*THE DATA*
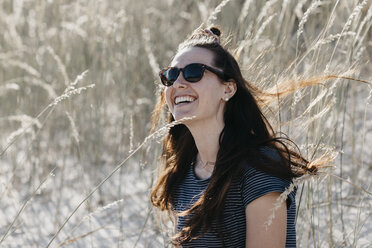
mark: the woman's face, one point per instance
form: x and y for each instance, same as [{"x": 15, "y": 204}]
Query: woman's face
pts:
[{"x": 204, "y": 98}]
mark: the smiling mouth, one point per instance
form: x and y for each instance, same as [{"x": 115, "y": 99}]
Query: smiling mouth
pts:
[{"x": 183, "y": 99}]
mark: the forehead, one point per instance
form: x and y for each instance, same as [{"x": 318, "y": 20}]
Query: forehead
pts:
[{"x": 193, "y": 55}]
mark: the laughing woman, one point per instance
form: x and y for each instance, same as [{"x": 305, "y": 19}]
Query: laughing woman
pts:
[{"x": 222, "y": 170}]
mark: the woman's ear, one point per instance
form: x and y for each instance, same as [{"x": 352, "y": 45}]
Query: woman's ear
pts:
[{"x": 230, "y": 89}]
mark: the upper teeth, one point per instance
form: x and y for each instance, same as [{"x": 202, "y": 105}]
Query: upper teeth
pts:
[{"x": 183, "y": 99}]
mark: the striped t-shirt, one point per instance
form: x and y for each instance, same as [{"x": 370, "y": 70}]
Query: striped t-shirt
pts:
[{"x": 249, "y": 187}]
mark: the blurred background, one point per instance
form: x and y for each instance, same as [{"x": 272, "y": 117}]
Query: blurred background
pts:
[{"x": 78, "y": 82}]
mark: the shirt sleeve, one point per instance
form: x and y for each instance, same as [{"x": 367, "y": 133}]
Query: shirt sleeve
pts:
[{"x": 257, "y": 183}]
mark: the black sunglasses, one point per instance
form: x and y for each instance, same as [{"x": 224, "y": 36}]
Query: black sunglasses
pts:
[{"x": 191, "y": 73}]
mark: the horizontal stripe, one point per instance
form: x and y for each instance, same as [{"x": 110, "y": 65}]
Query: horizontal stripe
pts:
[{"x": 250, "y": 186}]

*WHAT TO WORK ON*
From the listing above, copy every line that holds the string "Query".

*YOUR RESPONSE*
Query: woman's face
Query: smiling mouth
Query: forehead
Query: laughing woman
Query: woman's ear
Query: upper teeth
Query: striped t-shirt
Query: blurred background
Query: shirt sleeve
Query: black sunglasses
Query: horizontal stripe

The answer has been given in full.